Excerpted data:
☆ ☆ ☆ ☆ ☆ ☆ ☆

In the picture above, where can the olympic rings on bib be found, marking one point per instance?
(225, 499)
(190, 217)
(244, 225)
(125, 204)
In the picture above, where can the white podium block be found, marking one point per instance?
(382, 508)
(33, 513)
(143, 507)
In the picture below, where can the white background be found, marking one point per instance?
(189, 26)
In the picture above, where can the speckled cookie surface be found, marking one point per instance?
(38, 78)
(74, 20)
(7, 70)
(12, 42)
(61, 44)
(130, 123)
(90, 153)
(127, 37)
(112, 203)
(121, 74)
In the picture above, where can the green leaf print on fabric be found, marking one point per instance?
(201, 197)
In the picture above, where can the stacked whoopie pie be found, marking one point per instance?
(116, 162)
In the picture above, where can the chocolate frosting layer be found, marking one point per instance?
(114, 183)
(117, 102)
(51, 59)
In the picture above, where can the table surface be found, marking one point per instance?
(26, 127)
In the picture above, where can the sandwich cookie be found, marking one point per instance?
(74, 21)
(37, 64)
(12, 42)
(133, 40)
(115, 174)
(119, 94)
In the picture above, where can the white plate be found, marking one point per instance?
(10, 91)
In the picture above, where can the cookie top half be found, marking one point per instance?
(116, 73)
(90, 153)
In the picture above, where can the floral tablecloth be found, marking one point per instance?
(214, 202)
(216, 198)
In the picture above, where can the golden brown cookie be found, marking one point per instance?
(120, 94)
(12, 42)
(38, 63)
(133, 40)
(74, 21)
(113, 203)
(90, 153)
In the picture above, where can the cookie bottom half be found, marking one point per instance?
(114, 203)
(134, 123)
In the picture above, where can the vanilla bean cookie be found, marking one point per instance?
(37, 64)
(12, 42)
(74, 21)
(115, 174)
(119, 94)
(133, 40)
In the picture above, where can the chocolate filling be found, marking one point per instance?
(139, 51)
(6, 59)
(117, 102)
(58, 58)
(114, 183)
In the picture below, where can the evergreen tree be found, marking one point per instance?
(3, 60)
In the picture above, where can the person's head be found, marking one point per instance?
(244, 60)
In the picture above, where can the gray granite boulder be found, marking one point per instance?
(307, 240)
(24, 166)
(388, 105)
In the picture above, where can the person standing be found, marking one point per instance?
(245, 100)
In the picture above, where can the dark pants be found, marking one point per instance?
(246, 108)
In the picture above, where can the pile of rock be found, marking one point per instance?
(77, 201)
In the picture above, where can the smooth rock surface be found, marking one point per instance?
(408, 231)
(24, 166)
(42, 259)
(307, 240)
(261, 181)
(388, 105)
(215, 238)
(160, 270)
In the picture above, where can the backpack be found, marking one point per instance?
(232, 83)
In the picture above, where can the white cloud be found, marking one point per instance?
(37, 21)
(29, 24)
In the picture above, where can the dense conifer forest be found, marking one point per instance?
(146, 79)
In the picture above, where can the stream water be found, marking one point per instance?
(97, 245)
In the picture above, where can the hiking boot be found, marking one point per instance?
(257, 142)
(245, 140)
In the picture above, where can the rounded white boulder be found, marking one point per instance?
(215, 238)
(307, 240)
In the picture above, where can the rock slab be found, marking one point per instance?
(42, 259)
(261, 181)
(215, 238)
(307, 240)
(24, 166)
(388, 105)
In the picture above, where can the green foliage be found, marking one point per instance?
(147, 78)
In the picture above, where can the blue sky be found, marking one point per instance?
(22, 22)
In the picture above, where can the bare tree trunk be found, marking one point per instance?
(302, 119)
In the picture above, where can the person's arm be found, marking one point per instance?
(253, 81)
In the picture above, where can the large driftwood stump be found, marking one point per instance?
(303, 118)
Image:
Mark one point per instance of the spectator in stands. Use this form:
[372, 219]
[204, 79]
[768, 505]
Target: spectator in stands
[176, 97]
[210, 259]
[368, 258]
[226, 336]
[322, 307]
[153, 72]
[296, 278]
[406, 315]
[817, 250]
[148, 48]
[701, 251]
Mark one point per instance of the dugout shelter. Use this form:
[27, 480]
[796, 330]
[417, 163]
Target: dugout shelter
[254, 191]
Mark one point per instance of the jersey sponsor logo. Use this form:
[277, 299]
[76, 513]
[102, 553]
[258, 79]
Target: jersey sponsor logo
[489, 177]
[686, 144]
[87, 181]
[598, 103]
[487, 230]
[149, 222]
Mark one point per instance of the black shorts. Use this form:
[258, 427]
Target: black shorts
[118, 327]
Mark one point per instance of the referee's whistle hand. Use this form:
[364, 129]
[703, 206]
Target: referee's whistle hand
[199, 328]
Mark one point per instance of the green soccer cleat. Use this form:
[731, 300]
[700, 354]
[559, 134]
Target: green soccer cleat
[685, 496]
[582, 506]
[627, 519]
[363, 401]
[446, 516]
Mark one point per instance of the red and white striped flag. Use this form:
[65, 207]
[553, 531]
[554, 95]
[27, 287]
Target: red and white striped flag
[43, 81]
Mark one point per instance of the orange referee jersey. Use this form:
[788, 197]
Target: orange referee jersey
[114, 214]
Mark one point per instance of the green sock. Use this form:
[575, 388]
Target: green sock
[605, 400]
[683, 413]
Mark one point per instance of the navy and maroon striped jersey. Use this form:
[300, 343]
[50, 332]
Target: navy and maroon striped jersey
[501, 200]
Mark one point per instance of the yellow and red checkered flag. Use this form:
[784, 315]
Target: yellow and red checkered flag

☆ ☆ ☆ ☆ ☆ ☆ ☆

Work order:
Search the data for the string "yellow" and copy each line where it appears.

Solution:
Mark one point per instance of the yellow and red checkered flag. Use this form:
Target: yellow and red checkered flag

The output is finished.